- _Exercise directions_
Could you copy each of the rows below verbatim, with no changes?

- _Supplied data_

++++++++++

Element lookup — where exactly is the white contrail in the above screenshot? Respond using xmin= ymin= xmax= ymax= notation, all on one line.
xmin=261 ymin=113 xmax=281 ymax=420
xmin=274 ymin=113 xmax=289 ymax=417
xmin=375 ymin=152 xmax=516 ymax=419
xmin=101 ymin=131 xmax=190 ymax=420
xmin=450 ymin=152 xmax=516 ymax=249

++++++++++

- _Output_
Element lookup — where exactly is the white contrail in the above screenshot? Respond using xmin= ymin= xmax= ymax= notation, all on one line.
xmin=261 ymin=113 xmax=281 ymax=420
xmin=274 ymin=113 xmax=289 ymax=417
xmin=375 ymin=152 xmax=516 ymax=419
xmin=101 ymin=131 xmax=190 ymax=420
xmin=450 ymin=152 xmax=516 ymax=249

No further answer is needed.